## What to produce:
Set all of the entries down again precisely as they are written.

[Stored records]
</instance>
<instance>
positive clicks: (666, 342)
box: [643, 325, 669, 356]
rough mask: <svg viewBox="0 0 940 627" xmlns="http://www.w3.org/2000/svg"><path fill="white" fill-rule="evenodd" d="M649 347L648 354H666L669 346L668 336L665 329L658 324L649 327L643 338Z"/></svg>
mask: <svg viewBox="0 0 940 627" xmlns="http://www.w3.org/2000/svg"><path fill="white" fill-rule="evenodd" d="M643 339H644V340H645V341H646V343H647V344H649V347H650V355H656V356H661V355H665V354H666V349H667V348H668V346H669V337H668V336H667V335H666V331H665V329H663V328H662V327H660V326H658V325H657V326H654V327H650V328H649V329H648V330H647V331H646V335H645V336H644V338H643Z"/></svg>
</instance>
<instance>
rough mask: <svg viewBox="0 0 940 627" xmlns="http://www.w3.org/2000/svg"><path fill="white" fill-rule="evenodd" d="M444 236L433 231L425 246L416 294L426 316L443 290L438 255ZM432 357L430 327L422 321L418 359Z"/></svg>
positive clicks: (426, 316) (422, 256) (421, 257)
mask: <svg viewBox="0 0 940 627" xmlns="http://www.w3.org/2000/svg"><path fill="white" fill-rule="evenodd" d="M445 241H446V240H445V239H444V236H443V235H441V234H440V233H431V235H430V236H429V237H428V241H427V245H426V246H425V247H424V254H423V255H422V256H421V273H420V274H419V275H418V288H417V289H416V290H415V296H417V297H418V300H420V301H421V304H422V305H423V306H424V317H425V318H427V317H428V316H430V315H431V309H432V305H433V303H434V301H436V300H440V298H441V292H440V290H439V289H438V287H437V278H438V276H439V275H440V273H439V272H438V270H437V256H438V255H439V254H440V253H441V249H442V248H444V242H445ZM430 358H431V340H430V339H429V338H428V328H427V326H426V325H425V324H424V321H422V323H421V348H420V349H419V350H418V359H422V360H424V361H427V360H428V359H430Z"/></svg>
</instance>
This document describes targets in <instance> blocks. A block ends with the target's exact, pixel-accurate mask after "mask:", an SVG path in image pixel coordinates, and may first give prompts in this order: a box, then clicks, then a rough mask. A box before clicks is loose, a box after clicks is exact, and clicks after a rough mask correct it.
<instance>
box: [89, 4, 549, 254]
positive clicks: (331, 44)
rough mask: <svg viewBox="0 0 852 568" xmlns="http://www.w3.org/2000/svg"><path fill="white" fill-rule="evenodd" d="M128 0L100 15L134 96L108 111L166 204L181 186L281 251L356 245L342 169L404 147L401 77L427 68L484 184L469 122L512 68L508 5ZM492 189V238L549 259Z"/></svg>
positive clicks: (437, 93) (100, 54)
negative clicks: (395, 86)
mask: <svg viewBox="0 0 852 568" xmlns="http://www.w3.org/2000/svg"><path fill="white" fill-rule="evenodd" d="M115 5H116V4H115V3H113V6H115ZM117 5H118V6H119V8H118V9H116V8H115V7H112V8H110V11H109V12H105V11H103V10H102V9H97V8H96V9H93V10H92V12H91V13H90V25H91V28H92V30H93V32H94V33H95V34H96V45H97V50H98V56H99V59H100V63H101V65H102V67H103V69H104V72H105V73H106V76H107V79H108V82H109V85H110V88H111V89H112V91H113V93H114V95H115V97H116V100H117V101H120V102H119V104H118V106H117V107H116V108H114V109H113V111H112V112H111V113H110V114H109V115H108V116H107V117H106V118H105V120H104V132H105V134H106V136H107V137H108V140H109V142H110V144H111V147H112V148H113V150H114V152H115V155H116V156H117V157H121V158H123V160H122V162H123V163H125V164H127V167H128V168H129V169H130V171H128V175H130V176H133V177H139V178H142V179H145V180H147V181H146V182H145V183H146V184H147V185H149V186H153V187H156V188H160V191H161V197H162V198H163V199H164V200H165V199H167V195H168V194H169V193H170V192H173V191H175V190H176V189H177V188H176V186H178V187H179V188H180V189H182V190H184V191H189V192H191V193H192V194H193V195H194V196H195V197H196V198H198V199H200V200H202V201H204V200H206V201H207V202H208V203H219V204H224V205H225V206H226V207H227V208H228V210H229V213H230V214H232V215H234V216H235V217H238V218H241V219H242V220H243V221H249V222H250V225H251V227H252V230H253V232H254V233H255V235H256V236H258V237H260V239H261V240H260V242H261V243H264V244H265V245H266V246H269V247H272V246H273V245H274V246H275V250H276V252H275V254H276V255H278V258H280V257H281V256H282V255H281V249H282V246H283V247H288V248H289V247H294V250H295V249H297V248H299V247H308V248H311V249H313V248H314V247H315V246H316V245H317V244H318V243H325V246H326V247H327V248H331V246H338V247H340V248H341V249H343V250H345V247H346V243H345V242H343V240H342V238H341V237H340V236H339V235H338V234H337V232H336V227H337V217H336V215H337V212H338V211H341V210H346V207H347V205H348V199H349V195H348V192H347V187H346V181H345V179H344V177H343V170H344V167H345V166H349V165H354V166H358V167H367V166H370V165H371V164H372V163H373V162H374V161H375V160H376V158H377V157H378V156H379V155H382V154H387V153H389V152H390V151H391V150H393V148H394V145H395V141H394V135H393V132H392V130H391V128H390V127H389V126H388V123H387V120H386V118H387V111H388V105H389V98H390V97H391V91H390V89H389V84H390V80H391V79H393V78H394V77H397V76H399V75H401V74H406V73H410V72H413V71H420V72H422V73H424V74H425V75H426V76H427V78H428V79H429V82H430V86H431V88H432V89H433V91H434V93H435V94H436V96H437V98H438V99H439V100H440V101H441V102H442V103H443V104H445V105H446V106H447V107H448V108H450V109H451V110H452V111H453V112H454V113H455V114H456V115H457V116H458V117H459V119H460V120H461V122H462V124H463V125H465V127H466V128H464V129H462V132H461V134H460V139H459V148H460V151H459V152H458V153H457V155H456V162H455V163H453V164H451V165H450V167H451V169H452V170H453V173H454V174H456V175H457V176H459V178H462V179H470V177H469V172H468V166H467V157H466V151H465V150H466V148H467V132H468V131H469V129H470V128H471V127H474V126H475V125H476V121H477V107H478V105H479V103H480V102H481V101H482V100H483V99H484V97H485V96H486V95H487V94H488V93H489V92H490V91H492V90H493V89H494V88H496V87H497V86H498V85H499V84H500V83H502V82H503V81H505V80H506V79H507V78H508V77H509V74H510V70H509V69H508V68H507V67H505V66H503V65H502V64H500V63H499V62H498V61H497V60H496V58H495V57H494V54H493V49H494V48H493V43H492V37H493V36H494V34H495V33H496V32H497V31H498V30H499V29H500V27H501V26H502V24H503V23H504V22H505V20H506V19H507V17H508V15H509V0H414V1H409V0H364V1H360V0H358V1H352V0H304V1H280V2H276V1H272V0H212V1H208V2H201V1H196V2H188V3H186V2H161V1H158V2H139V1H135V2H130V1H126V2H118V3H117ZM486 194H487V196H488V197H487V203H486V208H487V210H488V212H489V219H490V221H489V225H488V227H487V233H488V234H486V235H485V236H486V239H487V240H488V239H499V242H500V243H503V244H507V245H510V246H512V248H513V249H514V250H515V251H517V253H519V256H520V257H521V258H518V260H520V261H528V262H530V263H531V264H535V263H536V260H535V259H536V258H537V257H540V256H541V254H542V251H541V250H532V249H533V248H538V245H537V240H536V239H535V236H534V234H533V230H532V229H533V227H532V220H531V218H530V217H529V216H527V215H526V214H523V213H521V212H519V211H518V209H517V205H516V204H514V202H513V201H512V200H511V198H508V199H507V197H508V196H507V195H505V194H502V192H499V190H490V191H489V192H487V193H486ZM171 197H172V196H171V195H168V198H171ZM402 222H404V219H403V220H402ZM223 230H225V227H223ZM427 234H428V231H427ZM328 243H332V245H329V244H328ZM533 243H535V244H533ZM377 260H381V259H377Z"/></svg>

## Answer for the task:
</instance>
<instance>
positive clicks: (666, 342)
box: [643, 325, 669, 356]
rough mask: <svg viewBox="0 0 940 627" xmlns="http://www.w3.org/2000/svg"><path fill="white" fill-rule="evenodd" d="M649 347L648 354H666L669 346L668 336L665 329L658 324L649 327L643 338Z"/></svg>
mask: <svg viewBox="0 0 940 627" xmlns="http://www.w3.org/2000/svg"><path fill="white" fill-rule="evenodd" d="M643 339H644V340H645V341H646V343H647V344H649V347H650V355H656V356H661V355H665V354H666V349H667V348H668V346H669V337H668V336H667V335H666V331H665V329H663V328H662V327H660V326H658V325H657V326H654V327H650V328H649V329H648V330H647V331H646V335H645V336H644V338H643Z"/></svg>
</instance>
<instance>
rough mask: <svg viewBox="0 0 940 627" xmlns="http://www.w3.org/2000/svg"><path fill="white" fill-rule="evenodd" d="M444 236L433 231L425 246L416 294L426 316L443 290L438 255ZM432 357L430 327L422 321L418 359Z"/></svg>
positive clicks: (426, 316) (422, 256) (421, 257)
mask: <svg viewBox="0 0 940 627" xmlns="http://www.w3.org/2000/svg"><path fill="white" fill-rule="evenodd" d="M445 241H446V240H445V239H444V236H443V235H441V234H440V233H431V235H430V236H429V237H428V241H427V245H426V246H425V247H424V254H423V255H422V256H421V273H420V274H419V275H418V288H417V289H416V290H415V296H417V297H418V300H420V301H421V304H422V305H423V306H424V317H425V318H427V317H428V316H430V315H431V309H432V305H433V303H434V301H436V300H440V298H441V292H440V290H439V289H438V287H437V278H438V276H439V275H440V273H439V272H438V270H437V256H438V255H439V254H440V253H441V249H442V248H444V242H445ZM430 358H431V340H430V339H429V338H428V328H427V326H426V325H425V324H424V321H422V323H421V348H420V349H419V350H418V359H422V360H424V361H427V360H428V359H430Z"/></svg>
</instance>
This document describes targets in <instance> blocks. A block ends with the target's exact, pixel-accurate mask after "mask:", an SVG path in image pixel coordinates, and may first give prompts in this order: a box, then clicks, then a rough mask. A box before clicks is loose, a box after clicks is exact, and clicks after a rough mask correct it.
<instance>
box: [89, 4, 549, 254]
positive clicks: (331, 44)
rough mask: <svg viewBox="0 0 852 568" xmlns="http://www.w3.org/2000/svg"><path fill="white" fill-rule="evenodd" d="M128 0L100 15L134 96L108 111L166 204L181 186L281 251L356 245L342 169L404 147L401 77L427 68L484 184L469 122L512 68L508 5ZM492 189V238L549 259Z"/></svg>
positive clicks: (437, 93) (100, 54)
negative clicks: (395, 86)
mask: <svg viewBox="0 0 852 568" xmlns="http://www.w3.org/2000/svg"><path fill="white" fill-rule="evenodd" d="M115 5H116V4H115V3H113V6H115ZM117 5H118V6H119V8H118V9H116V8H115V7H112V8H110V11H109V12H105V11H103V10H102V9H97V8H96V9H93V10H92V12H91V13H90V25H91V28H92V30H93V32H94V33H95V34H96V45H97V50H98V56H99V59H100V63H101V65H102V67H103V69H104V72H105V73H106V76H107V79H108V82H109V85H110V88H111V89H112V91H113V93H114V95H115V97H116V100H117V101H120V102H119V104H118V106H117V107H116V108H114V109H113V111H112V112H111V113H110V114H109V115H108V116H107V117H106V118H105V120H104V132H105V134H106V136H107V137H108V140H109V142H110V144H111V147H112V148H113V150H114V152H115V155H116V156H117V157H121V158H123V160H122V162H123V163H125V164H127V167H128V168H129V169H130V171H128V175H130V176H133V177H139V178H142V179H145V180H147V181H146V182H145V183H146V184H147V185H149V186H153V187H156V188H160V191H161V197H162V198H163V199H164V200H165V199H167V195H168V194H169V193H170V192H173V191H175V190H176V189H177V188H176V186H178V187H179V188H180V189H182V190H184V191H189V192H191V193H192V194H193V195H194V196H195V197H196V198H198V199H200V200H202V201H204V200H206V201H207V202H208V203H219V204H224V205H225V206H226V207H227V208H228V210H229V213H230V214H232V215H234V216H235V217H238V218H241V219H242V220H243V221H249V222H250V225H251V227H252V230H253V232H254V233H255V235H256V236H258V237H260V239H261V240H260V242H261V243H264V244H265V245H266V246H269V247H272V246H273V245H274V246H275V250H276V252H275V254H276V255H278V258H280V257H281V256H282V255H281V249H282V246H283V247H288V248H289V247H294V250H295V249H297V248H299V247H308V248H311V249H313V248H314V247H315V246H316V245H317V244H318V243H325V246H326V247H327V248H331V246H338V247H340V248H341V249H343V250H345V247H346V243H345V242H343V240H342V238H341V237H340V236H339V235H338V234H337V232H336V227H337V217H336V215H337V212H338V211H341V210H346V207H347V205H348V199H349V195H348V192H347V187H346V181H345V179H344V177H343V170H344V167H345V166H349V165H354V166H358V167H367V166H370V165H371V164H372V163H373V162H374V161H375V160H376V158H377V157H378V156H379V155H382V154H387V153H389V152H390V151H391V150H393V148H394V145H395V141H394V135H393V132H392V130H391V128H390V127H389V126H388V123H387V120H386V118H387V111H388V105H389V98H390V97H391V91H390V89H389V84H390V80H391V79H393V78H394V77H397V76H399V75H401V74H406V73H410V72H413V71H420V72H422V73H424V74H425V75H426V76H427V78H428V79H429V82H430V86H431V88H432V89H433V91H434V93H435V94H436V96H437V98H438V99H439V100H440V101H441V102H442V103H443V104H445V105H446V106H447V107H448V108H450V109H451V110H452V111H453V112H454V113H455V114H456V115H457V116H458V117H459V119H460V120H461V122H462V124H463V125H465V127H466V128H464V129H462V132H461V134H460V139H459V148H460V151H459V152H458V153H457V155H456V162H455V163H453V164H451V165H450V167H451V169H452V170H453V173H454V174H456V175H457V176H459V178H462V179H470V177H469V172H468V166H467V157H466V151H465V150H466V148H467V132H468V131H469V129H470V128H471V127H474V126H475V125H476V121H477V107H478V105H479V103H480V102H481V101H482V100H483V99H484V97H485V96H486V95H487V94H488V93H489V92H490V91H492V90H493V89H494V88H496V87H497V86H498V85H499V84H500V83H502V82H503V81H505V80H506V79H507V78H508V77H509V74H510V70H509V69H508V68H507V67H505V66H503V65H502V64H500V63H499V62H498V61H497V60H496V58H495V57H494V54H493V49H494V48H493V43H492V37H493V36H494V34H495V33H496V32H497V31H498V30H499V29H500V27H501V26H502V24H503V23H504V22H505V20H506V19H507V17H508V15H509V0H414V1H409V0H364V1H360V0H358V1H352V0H304V1H280V2H276V1H272V0H212V1H208V2H201V1H196V2H188V3H186V2H161V1H158V2H139V1H135V2H130V1H126V2H118V3H117ZM486 194H487V196H488V197H487V203H486V208H487V210H488V212H489V219H490V221H489V225H488V227H487V233H488V234H486V235H485V236H486V239H487V240H488V239H499V242H500V243H503V244H507V245H510V246H512V248H513V249H514V250H515V251H517V253H519V256H520V257H521V258H518V260H520V261H528V262H530V263H531V264H535V263H536V260H535V259H536V258H537V257H540V256H541V254H542V251H541V250H532V249H533V248H538V245H537V240H536V239H535V236H534V234H533V230H532V229H533V227H532V220H531V218H530V217H529V216H527V215H526V214H523V213H521V212H519V211H518V209H517V205H516V204H514V202H513V201H512V200H511V198H508V199H507V197H508V196H507V195H505V194H502V192H499V190H490V191H489V192H487V193H486ZM171 197H172V196H171V195H168V198H171ZM402 222H404V219H403V220H402ZM223 230H225V227H223ZM427 234H428V231H427ZM328 243H332V245H329V244H328ZM533 243H535V244H533ZM377 260H381V259H377Z"/></svg>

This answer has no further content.